■ **Text excerpt**:

[BEGIN]

The SIIA and BSA also have come under fire in recent years for allegedly targeting small and midsize businesses while ignoring larger enterprises that have dedicated legal teams to defend against software audits. "The biggest objection is that they target SMBs with one or two IT guys," Scott, the attorney, said.
Kellogg agrees. Solers has about 200 employees but isn't a large corporation with a lot of muscle, so it was an easy target for the SIIA, he said. "These groups are purposely picking companies that are smaller and don't have deep pockets," Kellogg said. "[They're] not going to go after large companies with big legal teams."
The BSA's Beruk, however, explains there's a perfectly good reason why the BSA tends to investigate more small and midsize businesses than larger enterprises. "In my experience, larger companies have standards and practices in place for software purchasing," he said. "But smaller and midsize businesses, especially fast-growing companies, don't have those same measures in place and play a little looser with software licensing."

[END]

■ **Exercise task**:
Render this sentence from the software audit text in Spanish: "Solers has about 200 employees but isn't a large corporation with a lot of muscle, so it was an easy target for the SIIA, he said." The material that follows has no connection to the software audit text.

■ **Point annotations on photos**:
[BEGIN]

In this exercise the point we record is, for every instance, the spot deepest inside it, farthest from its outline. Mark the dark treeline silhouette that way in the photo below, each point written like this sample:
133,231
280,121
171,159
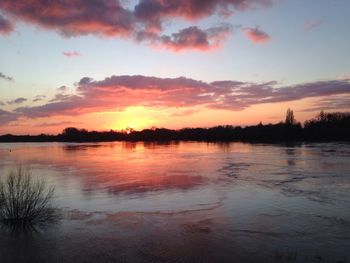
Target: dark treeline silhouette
324,127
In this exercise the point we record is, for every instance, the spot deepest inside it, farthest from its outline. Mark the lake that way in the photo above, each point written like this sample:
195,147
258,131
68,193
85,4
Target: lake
186,202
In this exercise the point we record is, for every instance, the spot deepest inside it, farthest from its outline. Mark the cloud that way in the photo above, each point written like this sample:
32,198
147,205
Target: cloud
310,25
156,11
54,124
71,54
39,98
6,26
337,102
7,117
116,93
3,76
189,38
17,101
256,35
142,22
73,18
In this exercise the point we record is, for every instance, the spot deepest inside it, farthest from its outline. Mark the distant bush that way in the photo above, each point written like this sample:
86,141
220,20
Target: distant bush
25,200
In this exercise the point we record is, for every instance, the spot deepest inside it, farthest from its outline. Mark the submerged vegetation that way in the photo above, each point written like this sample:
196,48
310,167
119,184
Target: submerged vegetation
25,200
324,127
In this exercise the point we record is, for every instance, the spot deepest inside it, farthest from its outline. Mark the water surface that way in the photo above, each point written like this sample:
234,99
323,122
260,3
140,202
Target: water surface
186,202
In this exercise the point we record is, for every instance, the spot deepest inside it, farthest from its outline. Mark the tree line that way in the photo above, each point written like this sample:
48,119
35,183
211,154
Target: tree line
324,127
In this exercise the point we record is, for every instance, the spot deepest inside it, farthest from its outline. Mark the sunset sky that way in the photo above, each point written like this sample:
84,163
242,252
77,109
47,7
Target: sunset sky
110,64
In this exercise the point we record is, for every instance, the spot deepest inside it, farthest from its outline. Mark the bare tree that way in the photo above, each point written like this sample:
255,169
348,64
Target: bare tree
25,200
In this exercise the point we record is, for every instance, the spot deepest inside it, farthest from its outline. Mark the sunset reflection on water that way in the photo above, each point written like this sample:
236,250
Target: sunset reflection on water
188,201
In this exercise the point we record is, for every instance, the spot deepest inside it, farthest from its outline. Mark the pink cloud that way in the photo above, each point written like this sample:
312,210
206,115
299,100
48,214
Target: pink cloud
6,26
71,53
142,22
116,93
256,35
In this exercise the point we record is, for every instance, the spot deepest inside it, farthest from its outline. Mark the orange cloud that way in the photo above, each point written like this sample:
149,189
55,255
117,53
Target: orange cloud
143,22
120,92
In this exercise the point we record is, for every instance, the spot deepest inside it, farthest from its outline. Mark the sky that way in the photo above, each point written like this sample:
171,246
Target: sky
112,64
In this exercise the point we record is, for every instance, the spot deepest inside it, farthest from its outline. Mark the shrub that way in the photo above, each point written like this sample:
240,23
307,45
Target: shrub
25,200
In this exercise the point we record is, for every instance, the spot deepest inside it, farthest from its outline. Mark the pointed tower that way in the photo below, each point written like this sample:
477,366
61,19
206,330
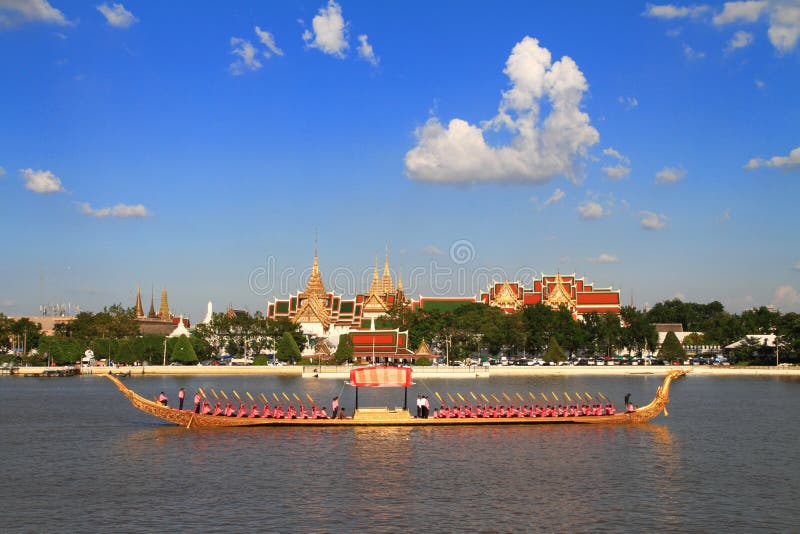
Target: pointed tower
139,310
163,310
388,284
314,286
151,314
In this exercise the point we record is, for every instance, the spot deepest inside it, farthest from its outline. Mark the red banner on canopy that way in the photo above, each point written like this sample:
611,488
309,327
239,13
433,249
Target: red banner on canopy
381,377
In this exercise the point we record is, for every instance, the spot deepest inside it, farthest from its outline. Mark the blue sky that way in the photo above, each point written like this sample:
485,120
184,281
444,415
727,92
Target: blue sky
196,146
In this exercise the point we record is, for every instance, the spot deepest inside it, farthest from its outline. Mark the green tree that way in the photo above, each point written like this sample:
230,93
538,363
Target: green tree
554,352
344,351
287,351
671,349
182,351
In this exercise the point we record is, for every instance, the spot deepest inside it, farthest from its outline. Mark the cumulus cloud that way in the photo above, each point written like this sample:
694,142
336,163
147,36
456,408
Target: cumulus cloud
247,56
784,29
540,147
268,40
591,210
116,15
556,197
605,258
670,175
652,221
41,181
740,39
788,163
329,33
18,12
748,11
629,102
670,11
691,53
366,52
787,296
120,210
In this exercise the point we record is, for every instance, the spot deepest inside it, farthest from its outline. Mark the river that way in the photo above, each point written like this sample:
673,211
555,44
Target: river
77,457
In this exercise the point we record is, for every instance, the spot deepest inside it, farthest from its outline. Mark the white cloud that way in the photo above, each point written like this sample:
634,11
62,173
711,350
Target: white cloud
268,40
605,258
540,147
740,39
556,197
116,15
366,52
330,31
629,102
591,210
652,221
691,53
786,295
669,11
120,210
41,181
17,12
748,11
247,56
670,175
784,29
790,162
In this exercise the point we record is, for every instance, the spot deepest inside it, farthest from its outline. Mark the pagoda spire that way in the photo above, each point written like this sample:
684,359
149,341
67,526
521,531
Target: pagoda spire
314,286
139,310
388,285
152,313
163,310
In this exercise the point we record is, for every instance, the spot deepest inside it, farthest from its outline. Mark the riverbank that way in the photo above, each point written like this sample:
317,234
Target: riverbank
342,372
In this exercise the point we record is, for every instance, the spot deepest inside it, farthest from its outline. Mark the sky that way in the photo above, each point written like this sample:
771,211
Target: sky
200,147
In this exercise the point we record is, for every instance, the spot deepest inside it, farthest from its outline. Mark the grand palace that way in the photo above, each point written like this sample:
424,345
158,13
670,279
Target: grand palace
324,315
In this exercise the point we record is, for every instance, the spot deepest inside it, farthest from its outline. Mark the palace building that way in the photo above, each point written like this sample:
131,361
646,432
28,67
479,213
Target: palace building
324,315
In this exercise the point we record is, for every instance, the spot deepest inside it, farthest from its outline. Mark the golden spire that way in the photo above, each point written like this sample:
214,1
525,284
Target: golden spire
377,287
152,313
139,310
388,285
163,310
314,285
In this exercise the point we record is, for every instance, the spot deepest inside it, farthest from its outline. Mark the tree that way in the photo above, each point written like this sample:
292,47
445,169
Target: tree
182,351
671,349
288,351
554,352
344,351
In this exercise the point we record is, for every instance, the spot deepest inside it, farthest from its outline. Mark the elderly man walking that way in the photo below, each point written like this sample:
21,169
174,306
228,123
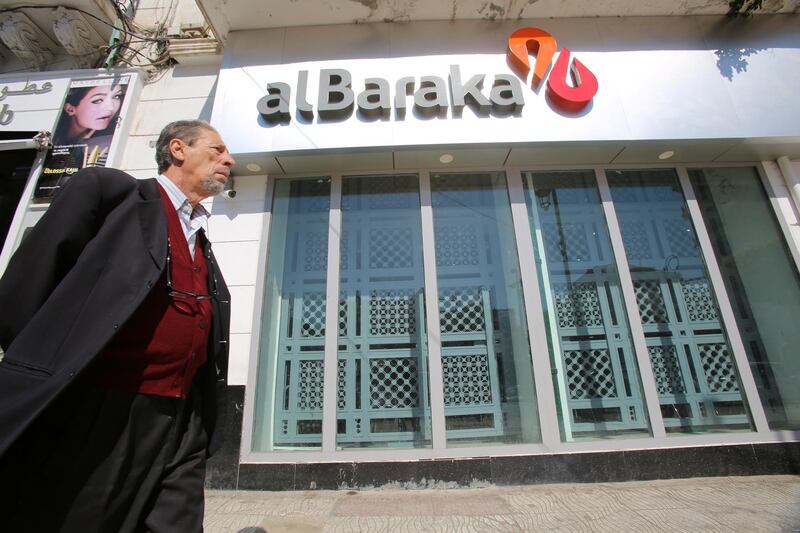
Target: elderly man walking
114,320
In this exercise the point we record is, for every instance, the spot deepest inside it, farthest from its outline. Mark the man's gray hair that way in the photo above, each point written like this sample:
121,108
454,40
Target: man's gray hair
186,130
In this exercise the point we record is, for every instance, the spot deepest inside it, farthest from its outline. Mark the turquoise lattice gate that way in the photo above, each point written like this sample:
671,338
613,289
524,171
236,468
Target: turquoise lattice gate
596,369
692,362
382,346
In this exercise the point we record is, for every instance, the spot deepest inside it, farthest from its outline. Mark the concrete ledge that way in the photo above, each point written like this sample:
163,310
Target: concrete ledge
225,472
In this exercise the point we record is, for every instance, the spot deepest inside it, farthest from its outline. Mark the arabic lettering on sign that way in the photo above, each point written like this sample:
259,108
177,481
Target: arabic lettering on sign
6,113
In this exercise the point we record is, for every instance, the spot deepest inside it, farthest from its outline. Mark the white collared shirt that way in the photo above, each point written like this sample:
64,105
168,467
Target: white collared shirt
192,220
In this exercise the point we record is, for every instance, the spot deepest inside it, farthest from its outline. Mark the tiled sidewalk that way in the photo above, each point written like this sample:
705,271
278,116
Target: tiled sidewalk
724,504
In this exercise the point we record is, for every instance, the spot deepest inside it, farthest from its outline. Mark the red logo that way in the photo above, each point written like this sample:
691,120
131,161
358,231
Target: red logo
543,45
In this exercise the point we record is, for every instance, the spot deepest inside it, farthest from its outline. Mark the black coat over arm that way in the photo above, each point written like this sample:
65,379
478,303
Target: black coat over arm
75,280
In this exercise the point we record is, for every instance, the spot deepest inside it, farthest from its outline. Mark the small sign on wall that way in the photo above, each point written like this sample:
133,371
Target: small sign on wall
84,132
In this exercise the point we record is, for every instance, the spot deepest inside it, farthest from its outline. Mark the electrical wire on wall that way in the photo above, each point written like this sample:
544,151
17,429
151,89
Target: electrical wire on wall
131,44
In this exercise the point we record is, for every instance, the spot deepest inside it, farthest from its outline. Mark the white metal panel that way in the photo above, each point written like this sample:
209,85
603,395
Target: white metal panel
242,307
230,222
238,362
238,261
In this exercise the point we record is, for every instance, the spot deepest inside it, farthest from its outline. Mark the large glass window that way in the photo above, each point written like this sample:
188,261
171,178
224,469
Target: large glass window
383,396
486,361
594,364
762,281
693,365
288,409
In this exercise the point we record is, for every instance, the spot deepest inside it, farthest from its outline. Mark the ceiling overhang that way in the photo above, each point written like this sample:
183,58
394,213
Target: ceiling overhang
572,154
225,16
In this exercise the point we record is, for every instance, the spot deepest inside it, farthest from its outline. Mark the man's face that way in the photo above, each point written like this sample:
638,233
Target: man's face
206,164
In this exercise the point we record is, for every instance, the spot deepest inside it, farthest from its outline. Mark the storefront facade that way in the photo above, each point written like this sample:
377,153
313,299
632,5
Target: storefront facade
448,265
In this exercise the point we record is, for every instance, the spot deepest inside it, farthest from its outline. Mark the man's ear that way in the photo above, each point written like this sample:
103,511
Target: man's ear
176,148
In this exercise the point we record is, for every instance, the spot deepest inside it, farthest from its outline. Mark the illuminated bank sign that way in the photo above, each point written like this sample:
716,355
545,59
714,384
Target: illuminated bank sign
433,95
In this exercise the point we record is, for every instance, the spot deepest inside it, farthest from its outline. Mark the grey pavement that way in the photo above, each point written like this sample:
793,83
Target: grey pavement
724,504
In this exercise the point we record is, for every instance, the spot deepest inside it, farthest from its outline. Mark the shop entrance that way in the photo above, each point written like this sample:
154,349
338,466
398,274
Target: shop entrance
14,172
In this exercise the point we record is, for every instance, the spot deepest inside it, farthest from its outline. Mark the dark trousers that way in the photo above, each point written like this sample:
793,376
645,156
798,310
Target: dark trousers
107,461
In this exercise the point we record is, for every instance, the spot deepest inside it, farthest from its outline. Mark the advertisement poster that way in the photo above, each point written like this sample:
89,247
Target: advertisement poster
84,131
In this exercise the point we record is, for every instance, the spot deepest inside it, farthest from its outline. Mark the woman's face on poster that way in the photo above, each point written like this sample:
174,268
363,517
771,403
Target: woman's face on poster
97,108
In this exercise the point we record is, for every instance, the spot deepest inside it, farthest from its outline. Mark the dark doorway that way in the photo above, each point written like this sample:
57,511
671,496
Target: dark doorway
15,167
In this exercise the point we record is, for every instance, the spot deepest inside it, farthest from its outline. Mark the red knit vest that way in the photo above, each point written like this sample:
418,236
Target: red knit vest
159,350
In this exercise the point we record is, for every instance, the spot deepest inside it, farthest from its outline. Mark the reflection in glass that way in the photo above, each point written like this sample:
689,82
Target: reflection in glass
486,361
594,364
695,373
383,366
290,369
762,281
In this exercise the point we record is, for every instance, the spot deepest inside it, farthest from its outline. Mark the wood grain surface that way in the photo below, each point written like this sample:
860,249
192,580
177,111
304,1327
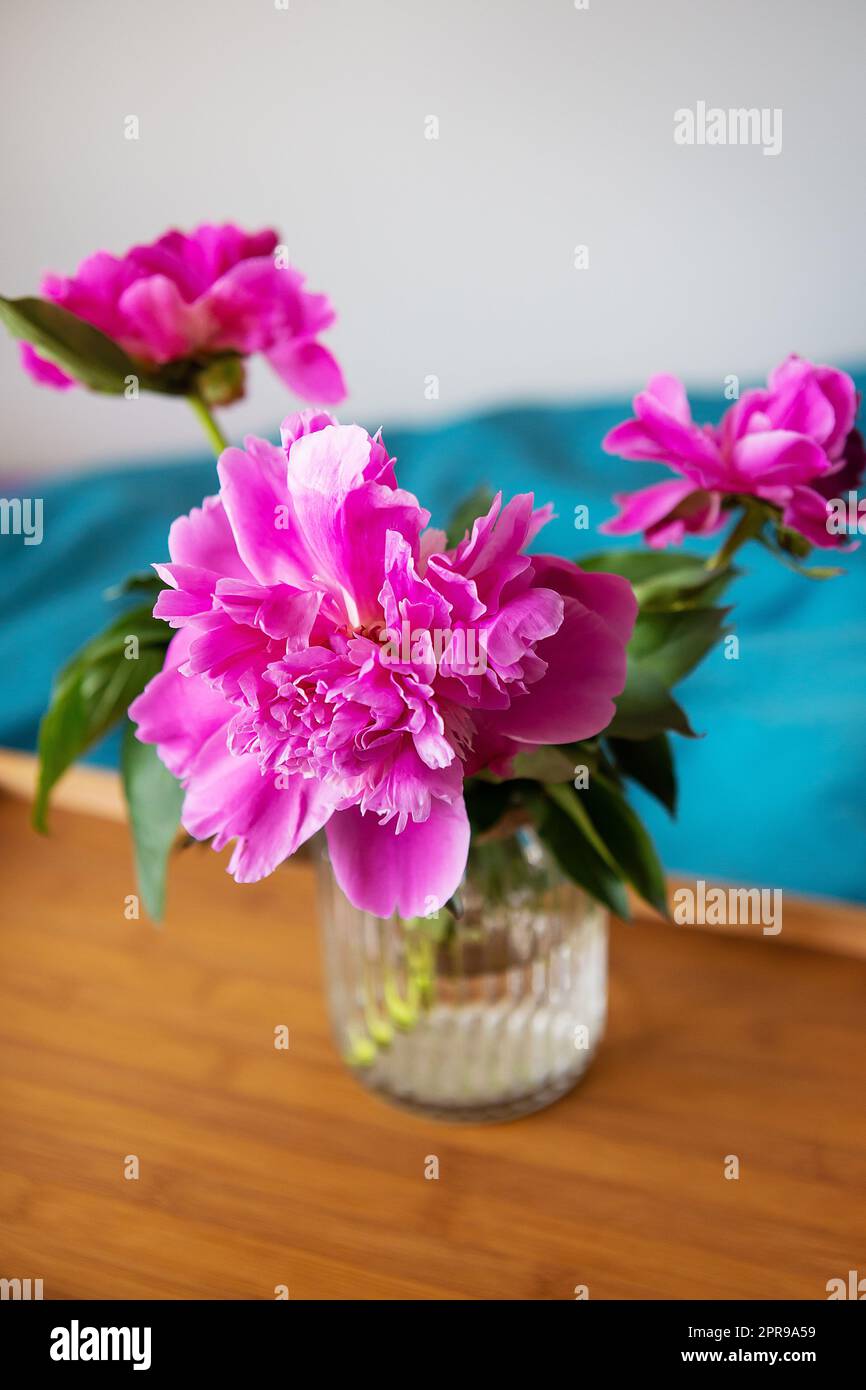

[END]

■ **Correct result**:
Solers tiene unos 200 empleados, pero no es una gran corporación con mucho poder, así que fue un blanco fácil para la SIIA, dijo.